WORK TO COMPLETE » How many lines in the material below contain the string "apron"? Reply with the number alone.

DATA SHOWN »
________________
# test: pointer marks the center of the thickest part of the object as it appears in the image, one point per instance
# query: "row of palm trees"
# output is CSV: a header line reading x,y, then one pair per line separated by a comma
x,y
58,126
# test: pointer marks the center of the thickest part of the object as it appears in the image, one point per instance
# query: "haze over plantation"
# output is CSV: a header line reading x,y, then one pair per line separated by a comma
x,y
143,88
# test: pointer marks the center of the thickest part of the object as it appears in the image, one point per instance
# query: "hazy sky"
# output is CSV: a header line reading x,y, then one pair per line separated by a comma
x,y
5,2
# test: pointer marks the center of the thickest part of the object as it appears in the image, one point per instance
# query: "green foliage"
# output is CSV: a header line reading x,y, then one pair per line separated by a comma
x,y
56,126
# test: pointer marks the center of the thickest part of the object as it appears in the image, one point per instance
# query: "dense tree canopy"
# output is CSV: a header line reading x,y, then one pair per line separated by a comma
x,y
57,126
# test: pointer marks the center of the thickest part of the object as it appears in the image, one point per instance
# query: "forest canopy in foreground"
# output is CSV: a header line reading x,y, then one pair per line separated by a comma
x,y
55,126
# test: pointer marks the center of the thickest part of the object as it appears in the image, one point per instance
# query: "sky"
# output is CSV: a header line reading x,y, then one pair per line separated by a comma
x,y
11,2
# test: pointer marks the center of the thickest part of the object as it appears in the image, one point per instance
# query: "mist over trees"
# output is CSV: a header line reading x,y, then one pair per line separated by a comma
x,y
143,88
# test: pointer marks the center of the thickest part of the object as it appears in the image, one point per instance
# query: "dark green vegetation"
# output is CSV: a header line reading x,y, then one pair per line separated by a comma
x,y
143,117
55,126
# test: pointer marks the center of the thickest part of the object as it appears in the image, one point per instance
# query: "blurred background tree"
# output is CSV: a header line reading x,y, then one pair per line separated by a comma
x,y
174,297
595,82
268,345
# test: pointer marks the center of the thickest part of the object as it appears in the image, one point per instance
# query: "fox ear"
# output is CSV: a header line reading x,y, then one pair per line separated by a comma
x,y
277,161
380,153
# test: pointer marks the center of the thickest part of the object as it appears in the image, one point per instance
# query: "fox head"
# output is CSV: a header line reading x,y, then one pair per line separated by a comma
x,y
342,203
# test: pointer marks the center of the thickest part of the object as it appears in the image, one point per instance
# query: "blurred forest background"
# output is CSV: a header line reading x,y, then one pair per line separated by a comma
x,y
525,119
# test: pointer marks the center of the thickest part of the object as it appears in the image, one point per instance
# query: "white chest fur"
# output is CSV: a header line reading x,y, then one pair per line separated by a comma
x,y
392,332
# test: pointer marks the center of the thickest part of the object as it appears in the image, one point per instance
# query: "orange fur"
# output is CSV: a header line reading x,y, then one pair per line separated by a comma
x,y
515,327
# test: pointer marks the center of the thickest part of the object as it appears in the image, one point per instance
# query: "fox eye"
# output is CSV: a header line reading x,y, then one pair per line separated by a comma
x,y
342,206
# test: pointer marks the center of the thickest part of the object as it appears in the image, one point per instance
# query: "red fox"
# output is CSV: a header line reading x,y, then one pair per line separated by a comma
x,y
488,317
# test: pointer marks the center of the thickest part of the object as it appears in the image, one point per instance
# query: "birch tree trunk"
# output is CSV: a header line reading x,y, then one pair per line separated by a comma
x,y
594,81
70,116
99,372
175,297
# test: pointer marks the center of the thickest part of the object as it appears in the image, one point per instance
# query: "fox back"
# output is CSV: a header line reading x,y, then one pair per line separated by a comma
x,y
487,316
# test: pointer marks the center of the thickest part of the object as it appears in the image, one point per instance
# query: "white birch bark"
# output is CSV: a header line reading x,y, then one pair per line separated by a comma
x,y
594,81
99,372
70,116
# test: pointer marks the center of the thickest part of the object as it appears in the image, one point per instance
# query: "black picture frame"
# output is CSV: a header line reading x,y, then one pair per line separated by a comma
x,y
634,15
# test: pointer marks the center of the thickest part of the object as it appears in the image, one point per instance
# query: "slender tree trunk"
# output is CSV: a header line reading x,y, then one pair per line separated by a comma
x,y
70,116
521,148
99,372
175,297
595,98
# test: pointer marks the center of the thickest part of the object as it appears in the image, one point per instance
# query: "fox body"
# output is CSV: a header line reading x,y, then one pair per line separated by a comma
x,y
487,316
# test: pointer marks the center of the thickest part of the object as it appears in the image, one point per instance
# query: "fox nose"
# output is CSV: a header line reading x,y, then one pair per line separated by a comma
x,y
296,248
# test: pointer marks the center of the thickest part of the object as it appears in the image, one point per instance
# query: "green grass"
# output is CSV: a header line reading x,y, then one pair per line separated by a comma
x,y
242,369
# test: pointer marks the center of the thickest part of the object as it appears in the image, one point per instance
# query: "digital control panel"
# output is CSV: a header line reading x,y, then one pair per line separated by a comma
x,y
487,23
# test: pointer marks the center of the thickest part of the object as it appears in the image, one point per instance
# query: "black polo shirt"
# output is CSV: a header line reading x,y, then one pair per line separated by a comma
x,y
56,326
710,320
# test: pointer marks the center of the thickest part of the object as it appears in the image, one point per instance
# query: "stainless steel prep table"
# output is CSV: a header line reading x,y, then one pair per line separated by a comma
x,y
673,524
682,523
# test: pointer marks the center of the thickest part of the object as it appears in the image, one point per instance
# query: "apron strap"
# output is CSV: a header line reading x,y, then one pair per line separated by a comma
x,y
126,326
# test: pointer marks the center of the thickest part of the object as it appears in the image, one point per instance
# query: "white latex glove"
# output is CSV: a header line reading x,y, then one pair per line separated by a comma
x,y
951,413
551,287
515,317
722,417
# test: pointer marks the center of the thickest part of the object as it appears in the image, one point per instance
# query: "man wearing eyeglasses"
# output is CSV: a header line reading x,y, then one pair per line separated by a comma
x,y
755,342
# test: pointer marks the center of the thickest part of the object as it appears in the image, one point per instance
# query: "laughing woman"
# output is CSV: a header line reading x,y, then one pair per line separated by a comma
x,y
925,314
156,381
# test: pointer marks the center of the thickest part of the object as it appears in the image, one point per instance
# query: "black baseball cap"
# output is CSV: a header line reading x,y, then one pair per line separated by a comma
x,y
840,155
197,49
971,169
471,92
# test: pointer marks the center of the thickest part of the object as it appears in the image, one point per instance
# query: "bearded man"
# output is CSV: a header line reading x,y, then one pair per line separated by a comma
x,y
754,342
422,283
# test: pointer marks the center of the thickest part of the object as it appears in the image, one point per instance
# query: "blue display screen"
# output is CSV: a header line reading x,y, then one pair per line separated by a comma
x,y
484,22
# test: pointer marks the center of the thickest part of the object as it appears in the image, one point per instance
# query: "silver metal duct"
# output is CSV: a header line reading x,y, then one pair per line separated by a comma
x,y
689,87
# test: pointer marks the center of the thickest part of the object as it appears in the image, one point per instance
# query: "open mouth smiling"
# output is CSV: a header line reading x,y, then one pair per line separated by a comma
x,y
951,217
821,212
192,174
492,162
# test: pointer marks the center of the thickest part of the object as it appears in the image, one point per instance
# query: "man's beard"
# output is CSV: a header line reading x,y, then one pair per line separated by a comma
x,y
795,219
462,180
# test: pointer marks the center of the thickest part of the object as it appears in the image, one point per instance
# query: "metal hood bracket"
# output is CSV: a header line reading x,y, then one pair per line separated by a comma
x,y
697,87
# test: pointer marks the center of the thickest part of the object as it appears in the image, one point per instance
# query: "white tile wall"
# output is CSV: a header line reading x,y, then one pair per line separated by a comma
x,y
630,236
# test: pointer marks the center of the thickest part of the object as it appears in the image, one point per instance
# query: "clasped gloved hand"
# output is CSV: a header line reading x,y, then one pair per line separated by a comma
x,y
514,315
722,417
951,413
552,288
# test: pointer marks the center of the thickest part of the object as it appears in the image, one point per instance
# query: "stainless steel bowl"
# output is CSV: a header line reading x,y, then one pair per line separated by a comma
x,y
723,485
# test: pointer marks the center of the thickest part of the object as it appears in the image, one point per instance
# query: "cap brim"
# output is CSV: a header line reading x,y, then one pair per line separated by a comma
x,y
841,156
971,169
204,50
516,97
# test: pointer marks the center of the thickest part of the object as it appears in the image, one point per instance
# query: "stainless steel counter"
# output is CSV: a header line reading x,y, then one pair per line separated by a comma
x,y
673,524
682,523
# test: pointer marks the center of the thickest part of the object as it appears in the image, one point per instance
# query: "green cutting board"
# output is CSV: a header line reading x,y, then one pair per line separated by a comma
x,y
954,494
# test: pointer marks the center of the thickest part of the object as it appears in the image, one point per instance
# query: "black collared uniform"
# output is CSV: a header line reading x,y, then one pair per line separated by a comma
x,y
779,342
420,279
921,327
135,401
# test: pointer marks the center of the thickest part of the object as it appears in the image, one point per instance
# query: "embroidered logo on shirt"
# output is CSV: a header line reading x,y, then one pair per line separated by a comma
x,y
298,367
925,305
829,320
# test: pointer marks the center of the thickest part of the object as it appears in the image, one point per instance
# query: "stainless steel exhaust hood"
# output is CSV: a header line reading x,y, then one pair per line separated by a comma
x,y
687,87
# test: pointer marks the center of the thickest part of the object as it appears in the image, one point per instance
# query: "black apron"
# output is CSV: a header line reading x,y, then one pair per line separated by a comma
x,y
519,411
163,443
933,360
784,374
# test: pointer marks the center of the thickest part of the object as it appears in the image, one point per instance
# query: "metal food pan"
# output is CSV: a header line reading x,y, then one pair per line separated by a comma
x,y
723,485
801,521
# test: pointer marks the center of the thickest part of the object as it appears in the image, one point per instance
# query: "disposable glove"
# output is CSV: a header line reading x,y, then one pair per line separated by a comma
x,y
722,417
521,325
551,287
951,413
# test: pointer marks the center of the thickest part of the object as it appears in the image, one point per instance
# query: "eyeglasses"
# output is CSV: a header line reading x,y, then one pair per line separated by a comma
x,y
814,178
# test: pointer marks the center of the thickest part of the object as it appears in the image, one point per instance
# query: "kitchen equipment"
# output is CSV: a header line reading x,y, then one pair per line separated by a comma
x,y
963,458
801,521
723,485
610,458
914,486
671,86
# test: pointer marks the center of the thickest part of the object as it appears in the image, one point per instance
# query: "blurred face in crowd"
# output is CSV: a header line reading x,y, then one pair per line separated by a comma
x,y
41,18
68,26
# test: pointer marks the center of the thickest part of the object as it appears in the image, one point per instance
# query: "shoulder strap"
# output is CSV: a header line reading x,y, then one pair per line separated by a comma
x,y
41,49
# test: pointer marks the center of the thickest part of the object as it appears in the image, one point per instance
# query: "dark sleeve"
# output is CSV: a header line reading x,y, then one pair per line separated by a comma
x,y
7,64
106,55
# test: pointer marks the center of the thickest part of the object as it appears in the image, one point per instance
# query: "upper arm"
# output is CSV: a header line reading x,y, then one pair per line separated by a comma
________________
SOLUTION TO THE EXERCISE » 2